[Document extract]
○ ○ ○ ○ ○ ○ ○

HSP90 Inhibitor Improves Lung Protection in Porcine Model of Donation After Circulatory Arrest
Basil S Nasir , Caroline Landry , Ahmed Menaouar , Jean-François Germain , Shant Der Sarkissian, Louis-Mathieu Stevens, Henry Aceros , Jean-François Cailhier , Charles Leduc , Moishe Liberman, Nicolas Noiseux, Pasquale Ferraro. Ann Thorac Surg . 2020 Dec;110(6):1861-1868. doi: 10.1016/j.athoracsur.2020.05.079. Epub 2020 Jul 9. Montreal PMID: 32652069
Background: Ischemia-reperfusion associated with prolonged warm ischemia during donation after circulatory death (DCD) induces acute lung injury. The objective of this study was to combine ex vivo lung perfusion (EVLP) and a heat shock protein-90 inhibitor (HSP90i) to recondition DCD organs and prevent primary graft dysfunction.
Methods: Pigs (55 to 65 kg) were anesthetized, ventilated, and hemodynamically monitored. Cardiac arrest was induced with potassium chloride, and animals were left nonventilated for 2 hours. Lungs were procured and perfused in an EVLP platform for 4 hours by using a cellular perfusate. In the study group, the perfusate contained HSP90i and its transport vehicle (n = 4). In the control group, the perfusate contained only the transport vehicle (n = 4). Gas exchange, airway pressures, and compliance were measured. Pulmonary edema was assessed by bronchoscopy and weight measurement. Lung biopsy samples were obtained for histologic analyses and protein expression measurements.
Results: The use of HSP90i reduced lung weight gain to 8.4 ± 3.4% vs 26.6 ± 6.2% in the control group (P < .05). There was reduced edema formation. The ratio of the partial pressure of arterial oxygen to the fraction of inspired oxygen at the end of EVLP was 423 ± 65 in the study group vs 339 ± 25 mm Hg in the control group, but this difference was not statistically significant. Lactate metabolism, pulmonary vascular resistance, and pulmonary arterial pressure improved during EVLP with the use of the HSP90i.
Conclusions: The use of HSP90i with EVLP improves the lung reconditioning process. Further research is required to confirm whether these findings translate to benefit once transplanted and observed in vivo. Successful pharmacologic inhibitors may expand the donor pool in the context of DCD donors.

○ ○ ○ ○ ○ ○ ○

[Entries provided]

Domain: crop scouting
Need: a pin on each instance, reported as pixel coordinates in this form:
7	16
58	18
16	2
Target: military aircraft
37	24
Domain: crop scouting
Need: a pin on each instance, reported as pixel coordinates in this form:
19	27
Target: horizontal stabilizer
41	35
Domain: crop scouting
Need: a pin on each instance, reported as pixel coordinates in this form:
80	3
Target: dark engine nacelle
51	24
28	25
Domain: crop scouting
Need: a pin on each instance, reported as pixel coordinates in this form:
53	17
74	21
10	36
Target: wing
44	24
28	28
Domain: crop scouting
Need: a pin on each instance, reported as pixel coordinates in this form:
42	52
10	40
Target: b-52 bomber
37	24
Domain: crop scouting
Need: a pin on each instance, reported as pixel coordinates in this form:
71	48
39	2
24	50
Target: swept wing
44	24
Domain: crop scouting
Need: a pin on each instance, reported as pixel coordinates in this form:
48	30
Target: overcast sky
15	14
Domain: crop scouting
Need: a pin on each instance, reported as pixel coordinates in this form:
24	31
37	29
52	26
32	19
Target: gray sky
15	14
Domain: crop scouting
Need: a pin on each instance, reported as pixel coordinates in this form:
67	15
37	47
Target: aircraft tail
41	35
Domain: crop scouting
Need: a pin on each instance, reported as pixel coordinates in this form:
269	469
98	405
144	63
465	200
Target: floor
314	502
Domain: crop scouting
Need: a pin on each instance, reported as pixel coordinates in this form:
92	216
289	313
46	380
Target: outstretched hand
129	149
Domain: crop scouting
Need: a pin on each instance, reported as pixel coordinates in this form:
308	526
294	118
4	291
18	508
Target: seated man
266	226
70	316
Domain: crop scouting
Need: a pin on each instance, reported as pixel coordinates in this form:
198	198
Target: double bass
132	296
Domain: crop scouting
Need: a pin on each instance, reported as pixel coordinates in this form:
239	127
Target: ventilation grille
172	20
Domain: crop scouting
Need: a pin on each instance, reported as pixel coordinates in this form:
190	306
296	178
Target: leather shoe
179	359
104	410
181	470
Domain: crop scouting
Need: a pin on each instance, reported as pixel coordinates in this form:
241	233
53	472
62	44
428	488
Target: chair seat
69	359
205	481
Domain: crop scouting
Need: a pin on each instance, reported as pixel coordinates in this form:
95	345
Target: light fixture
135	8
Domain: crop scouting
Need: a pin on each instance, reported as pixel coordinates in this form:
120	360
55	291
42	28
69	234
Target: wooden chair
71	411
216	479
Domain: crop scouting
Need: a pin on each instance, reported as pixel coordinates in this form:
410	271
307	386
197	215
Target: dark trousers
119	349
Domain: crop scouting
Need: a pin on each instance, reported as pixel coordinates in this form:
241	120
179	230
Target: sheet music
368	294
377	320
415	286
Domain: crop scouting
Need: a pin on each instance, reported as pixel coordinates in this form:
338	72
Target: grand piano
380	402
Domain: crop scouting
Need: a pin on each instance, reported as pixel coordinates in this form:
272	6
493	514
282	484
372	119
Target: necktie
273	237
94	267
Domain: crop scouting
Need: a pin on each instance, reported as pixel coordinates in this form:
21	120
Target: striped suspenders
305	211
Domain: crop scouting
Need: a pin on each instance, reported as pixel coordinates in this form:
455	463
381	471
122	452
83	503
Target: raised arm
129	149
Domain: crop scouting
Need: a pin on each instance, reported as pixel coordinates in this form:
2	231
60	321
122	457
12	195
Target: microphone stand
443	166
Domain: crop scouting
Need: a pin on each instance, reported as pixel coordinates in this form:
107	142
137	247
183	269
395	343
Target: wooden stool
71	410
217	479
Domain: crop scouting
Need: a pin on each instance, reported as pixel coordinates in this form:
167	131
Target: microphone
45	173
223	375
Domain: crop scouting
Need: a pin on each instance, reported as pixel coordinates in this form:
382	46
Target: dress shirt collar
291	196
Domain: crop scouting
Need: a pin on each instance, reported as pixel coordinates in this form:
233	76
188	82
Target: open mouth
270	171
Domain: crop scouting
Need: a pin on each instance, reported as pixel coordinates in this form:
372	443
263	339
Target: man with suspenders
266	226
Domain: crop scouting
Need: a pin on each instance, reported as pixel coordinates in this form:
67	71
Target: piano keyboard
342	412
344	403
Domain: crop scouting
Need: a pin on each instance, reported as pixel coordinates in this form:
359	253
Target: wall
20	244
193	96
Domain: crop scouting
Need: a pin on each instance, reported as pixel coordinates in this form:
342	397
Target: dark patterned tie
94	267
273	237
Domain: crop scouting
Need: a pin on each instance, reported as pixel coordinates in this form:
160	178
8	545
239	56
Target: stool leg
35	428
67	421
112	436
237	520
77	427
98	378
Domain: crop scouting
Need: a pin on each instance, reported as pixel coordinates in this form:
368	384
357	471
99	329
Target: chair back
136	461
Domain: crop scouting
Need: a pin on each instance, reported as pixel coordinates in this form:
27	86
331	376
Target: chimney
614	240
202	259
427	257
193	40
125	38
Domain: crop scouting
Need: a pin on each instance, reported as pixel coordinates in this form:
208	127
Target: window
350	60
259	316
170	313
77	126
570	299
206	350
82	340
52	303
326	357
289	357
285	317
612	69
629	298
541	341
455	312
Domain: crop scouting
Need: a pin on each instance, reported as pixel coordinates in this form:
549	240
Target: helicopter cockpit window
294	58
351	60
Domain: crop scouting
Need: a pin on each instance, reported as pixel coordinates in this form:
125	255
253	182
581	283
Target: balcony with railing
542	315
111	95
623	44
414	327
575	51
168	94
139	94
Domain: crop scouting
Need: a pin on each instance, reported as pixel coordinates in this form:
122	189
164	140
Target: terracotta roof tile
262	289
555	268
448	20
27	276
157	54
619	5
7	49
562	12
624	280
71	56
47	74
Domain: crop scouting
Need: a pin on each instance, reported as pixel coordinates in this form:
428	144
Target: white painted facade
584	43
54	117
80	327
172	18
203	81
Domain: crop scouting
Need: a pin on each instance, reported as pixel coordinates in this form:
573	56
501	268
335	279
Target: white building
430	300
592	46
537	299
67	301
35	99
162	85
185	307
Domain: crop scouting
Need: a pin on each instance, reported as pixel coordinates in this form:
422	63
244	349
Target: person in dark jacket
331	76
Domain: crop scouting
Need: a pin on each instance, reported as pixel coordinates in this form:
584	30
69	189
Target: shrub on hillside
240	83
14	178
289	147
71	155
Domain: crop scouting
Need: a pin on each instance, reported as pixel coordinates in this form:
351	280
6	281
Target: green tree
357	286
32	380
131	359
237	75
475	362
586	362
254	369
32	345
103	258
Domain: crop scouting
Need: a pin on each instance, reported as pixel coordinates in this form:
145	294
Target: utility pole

○ ○ ○ ○ ○ ○ ○

[Required work]
(1) Answer these questions from the HSP90 inhibitor abstract:
(a) For how many hours were the animals left nonventilated after cardiac arrest?
(b) What lung weight gain was reported with the use of HSP90i?
(c) What do the conclusions say successful pharmacologic inhibitors may expand?
(2) Translate this sentence from the HSP90 inhibitor abstract into Spanish: "Pulmonary edema was assessed by bronchoscopy and weight measurement."
(3) Duplicate the stretch of the HSP90 inhibitor abstract from "Methods: Pigs (55" through "protein expression measurements.".
Draw only on the HSP90 inhibitor abstract when responding.

[Replies]
(1)
(a) 2 hours.
(b) 8.4 ± 3.4%.
(c) The donor pool in the context of DCD donors.

(2) El edema pulmonar se evaluó mediante broncoscopia y medición del peso.

(3)
Methods: Pigs (55 to 65 kg) were anesthetized, ventilated, and hemodynamically monitored. Cardiac arrest was induced with potassium chloride, and animals were left nonventilated for 2 hours. Lungs were procured and perfused in an EVLP platform for 4 hours by using a cellular perfusate. In the study group, the perfusate contained HSP90i and its transport vehicle (n = 4). In the control group, the perfusate contained only the transport vehicle (n = 4). Gas exchange, airway pressures, and compliance were measured. Pulmonary edema was assessed by bronchoscopy and weight measurement. Lung biopsy samples were obtained for histologic analyses and protein expression measurements.